### What you need to do
The output must start at the line containing "point: the distant" in the records below and stop at the last line, matching each line exactly and leaving out every picture.

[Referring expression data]
━━━━━━━━━━━━━━━━

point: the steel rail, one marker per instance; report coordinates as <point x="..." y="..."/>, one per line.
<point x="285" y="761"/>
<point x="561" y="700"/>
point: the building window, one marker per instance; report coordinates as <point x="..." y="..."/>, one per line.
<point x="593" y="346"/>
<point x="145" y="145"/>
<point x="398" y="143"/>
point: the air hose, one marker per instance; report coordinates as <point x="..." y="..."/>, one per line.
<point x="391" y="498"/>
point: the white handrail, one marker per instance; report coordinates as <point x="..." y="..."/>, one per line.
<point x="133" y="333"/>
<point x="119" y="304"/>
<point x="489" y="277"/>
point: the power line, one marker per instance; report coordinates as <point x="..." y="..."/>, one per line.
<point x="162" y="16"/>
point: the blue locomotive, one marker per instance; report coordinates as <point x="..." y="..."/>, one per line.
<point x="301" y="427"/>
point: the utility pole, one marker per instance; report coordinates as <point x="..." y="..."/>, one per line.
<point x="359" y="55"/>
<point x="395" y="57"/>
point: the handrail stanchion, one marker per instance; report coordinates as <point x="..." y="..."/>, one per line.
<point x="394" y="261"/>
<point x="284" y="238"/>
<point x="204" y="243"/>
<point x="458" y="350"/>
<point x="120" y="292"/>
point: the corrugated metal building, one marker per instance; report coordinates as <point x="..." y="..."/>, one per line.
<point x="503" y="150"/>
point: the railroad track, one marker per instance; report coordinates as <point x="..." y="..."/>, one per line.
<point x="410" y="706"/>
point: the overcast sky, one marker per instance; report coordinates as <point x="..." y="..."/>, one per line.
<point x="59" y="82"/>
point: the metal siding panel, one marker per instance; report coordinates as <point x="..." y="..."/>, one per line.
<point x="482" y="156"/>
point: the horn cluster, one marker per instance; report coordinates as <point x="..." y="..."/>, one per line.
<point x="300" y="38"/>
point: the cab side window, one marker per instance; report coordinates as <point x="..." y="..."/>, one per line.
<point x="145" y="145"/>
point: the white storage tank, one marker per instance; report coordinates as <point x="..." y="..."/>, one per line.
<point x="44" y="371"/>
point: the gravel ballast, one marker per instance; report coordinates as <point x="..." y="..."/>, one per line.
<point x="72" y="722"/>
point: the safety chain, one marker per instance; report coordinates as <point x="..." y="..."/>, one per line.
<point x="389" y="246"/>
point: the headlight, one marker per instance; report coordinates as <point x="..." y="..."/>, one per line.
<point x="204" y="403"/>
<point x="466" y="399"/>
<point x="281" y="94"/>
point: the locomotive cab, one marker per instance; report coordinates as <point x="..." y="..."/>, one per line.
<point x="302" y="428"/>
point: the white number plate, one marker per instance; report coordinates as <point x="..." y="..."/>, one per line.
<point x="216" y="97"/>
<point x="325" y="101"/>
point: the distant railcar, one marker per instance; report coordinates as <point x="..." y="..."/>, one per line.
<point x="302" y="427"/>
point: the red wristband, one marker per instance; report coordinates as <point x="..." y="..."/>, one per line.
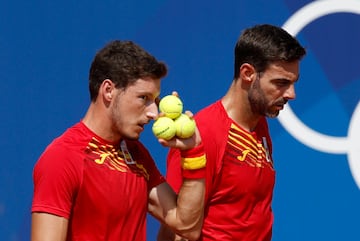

━━━━━━━━━━━━━━━━

### Result below
point: the distant railcar, one marker per instance; report coordinates as <point x="..." y="..."/>, one per line.
<point x="302" y="427"/>
point: the red wristband, one marker per instance; report coordinates as <point x="..." y="..."/>, one per line.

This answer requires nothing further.